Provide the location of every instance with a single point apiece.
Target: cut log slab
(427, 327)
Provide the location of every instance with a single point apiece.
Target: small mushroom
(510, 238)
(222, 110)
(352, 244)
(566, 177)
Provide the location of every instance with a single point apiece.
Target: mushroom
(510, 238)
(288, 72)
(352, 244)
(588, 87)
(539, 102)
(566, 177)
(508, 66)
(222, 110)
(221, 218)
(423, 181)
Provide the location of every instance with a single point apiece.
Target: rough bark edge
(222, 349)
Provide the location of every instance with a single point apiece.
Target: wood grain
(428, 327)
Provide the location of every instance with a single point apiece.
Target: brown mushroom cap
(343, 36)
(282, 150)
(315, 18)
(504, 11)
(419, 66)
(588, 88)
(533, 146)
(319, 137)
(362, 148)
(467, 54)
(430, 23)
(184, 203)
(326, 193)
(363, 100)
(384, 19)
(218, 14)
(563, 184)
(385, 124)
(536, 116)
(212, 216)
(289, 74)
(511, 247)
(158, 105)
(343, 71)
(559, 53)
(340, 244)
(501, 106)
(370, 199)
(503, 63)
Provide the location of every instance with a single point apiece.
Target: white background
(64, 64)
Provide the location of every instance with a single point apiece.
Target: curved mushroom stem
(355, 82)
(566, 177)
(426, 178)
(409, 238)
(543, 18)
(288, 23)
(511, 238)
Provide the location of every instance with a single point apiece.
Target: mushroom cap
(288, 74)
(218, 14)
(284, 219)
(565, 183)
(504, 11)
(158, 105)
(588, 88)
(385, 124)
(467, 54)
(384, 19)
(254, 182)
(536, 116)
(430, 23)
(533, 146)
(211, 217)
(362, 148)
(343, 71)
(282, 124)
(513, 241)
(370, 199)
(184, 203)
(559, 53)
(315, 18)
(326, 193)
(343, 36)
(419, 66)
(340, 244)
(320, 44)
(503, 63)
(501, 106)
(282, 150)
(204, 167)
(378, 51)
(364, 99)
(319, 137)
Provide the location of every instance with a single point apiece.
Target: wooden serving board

****

## STATED TASK:
Reproduce all of the rows above, switching each "Target" to "Label" and leaving everything else unchanged.

## ANSWER FOR THE TASK:
Provide the location of every instance with a single point apiece.
Label: cut log slab
(427, 327)
Provide the location of every instance with a single point apiece.
Label: small mushroom
(510, 238)
(222, 110)
(352, 244)
(566, 177)
Provide the location of every instance with a single point apiece.
Label: mushroom
(510, 238)
(288, 72)
(352, 244)
(588, 87)
(539, 102)
(566, 177)
(508, 66)
(222, 110)
(221, 218)
(423, 181)
Provide the location of every instance with a single point apiece.
Label: rough bark edge
(222, 349)
Provide the location of every instance with a single point apiece.
Label: wood grain
(428, 327)
Provide the location of every instance with a single point apiece.
Label: brown mushroom cap
(343, 36)
(282, 150)
(315, 18)
(504, 11)
(419, 66)
(588, 88)
(533, 146)
(319, 137)
(362, 148)
(467, 54)
(430, 23)
(184, 203)
(326, 193)
(363, 100)
(384, 19)
(218, 14)
(563, 184)
(385, 124)
(536, 116)
(212, 216)
(289, 74)
(511, 247)
(158, 105)
(343, 71)
(559, 53)
(340, 244)
(501, 106)
(370, 199)
(503, 63)
Provide the location of every instance with a single point apiece.
Label: white background
(64, 64)
Provide the location of every instance with a single point apiece.
Label: curved mushroom stem
(355, 82)
(566, 177)
(426, 178)
(409, 238)
(543, 18)
(288, 23)
(511, 238)
Provide the location of every instance with a single point apiece.
Label: mushroom cap
(288, 74)
(218, 14)
(284, 219)
(565, 183)
(504, 11)
(158, 105)
(588, 88)
(385, 124)
(467, 54)
(384, 19)
(254, 182)
(536, 116)
(430, 23)
(533, 146)
(211, 217)
(362, 148)
(343, 71)
(282, 124)
(513, 241)
(370, 199)
(184, 203)
(559, 53)
(315, 18)
(326, 193)
(343, 36)
(419, 66)
(340, 244)
(320, 44)
(503, 63)
(501, 106)
(282, 150)
(204, 167)
(378, 51)
(364, 99)
(319, 137)
Provide the location of every instance with a single point apiece.
Label: wooden serving board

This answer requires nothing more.